ページの本文:
┌──

米国で海外訓練中だった韓国の消防公務員たちが、現地の高速道路で発生した交通事故現場を目撃し、横転した車両に閉じ込められた運転者を救助するため迅速に行動したことが、後に明らかになった。
17日、韓国消防庁によると、現地時間13日午後10時50分ごろ、米コロラド州デンバー近郊のI-76高速道路で交通事故が発生した。2台の車が衝突し、赤いピックアップトラック1台が空中に跳ね上がった後、何度も転がって横転した。
当時、訓練を終えて宿舎に戻る途中だった中央119救助本部所属の消防隊員5人は、事故現場を目撃するとすぐ乗っていた車を路肩に停車し、直ちに現場の救助に当たった。イ・ギピョン消防長(39)は「車が跳ね上がって、私たちの車の20センチ前で止まった。まるで申し合わせたかのように同時に車から飛び降りた」と語った。

└──

提供情報:
┌──

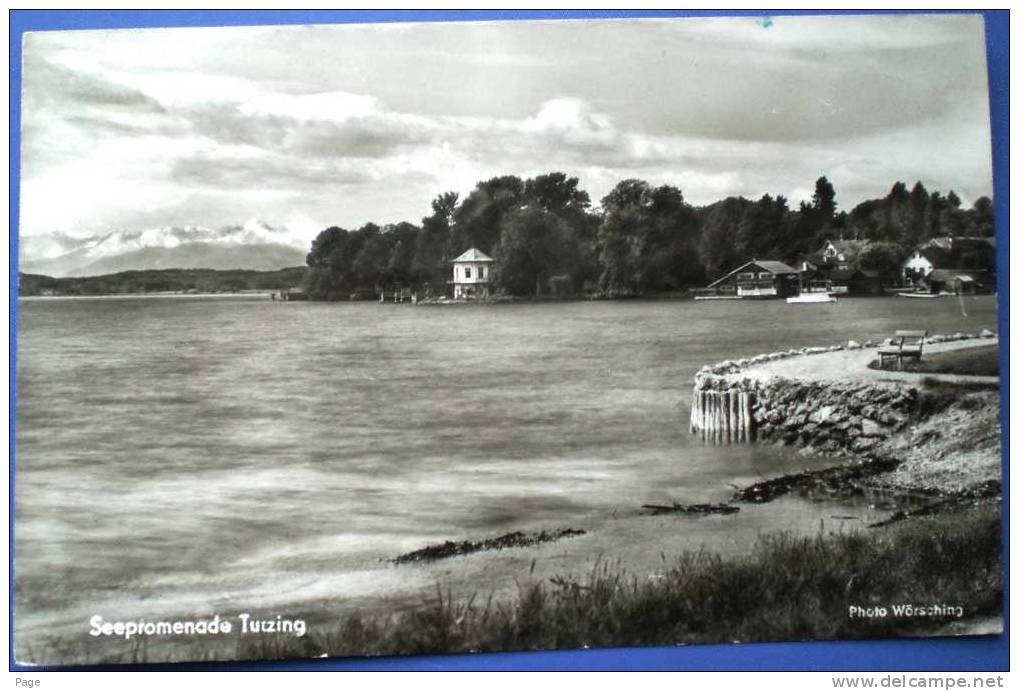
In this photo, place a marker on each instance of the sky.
(341, 124)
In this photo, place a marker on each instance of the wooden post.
(748, 418)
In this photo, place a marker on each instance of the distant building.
(953, 242)
(855, 282)
(842, 254)
(958, 281)
(973, 256)
(472, 275)
(759, 278)
(922, 261)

└──

ページの本文のうち、「米国で海外訓練中だった韓国の」を含む語句で始まり「後、何度も転がって横転した。」で終わる部分を、一字も変えずに書き出しなさい。

記述解答:
米国で海外訓練中だった韓国の消防公務員たちが、現地の高速道路で発生した交通事故現場を目撃し、横転した車両に閉じ込められた運転者を救助するため迅速に行動したことが、後に明らかになった。
17日、韓国消防庁によると、現地時間13日午後10時50分ごろ、米コロラド州デンバー近郊のI-76高速道路で交通事故が発生した。2台の車が衝突し、赤いピックアップトラック1台が空中に跳ね上がった後、何度も転がって横転した。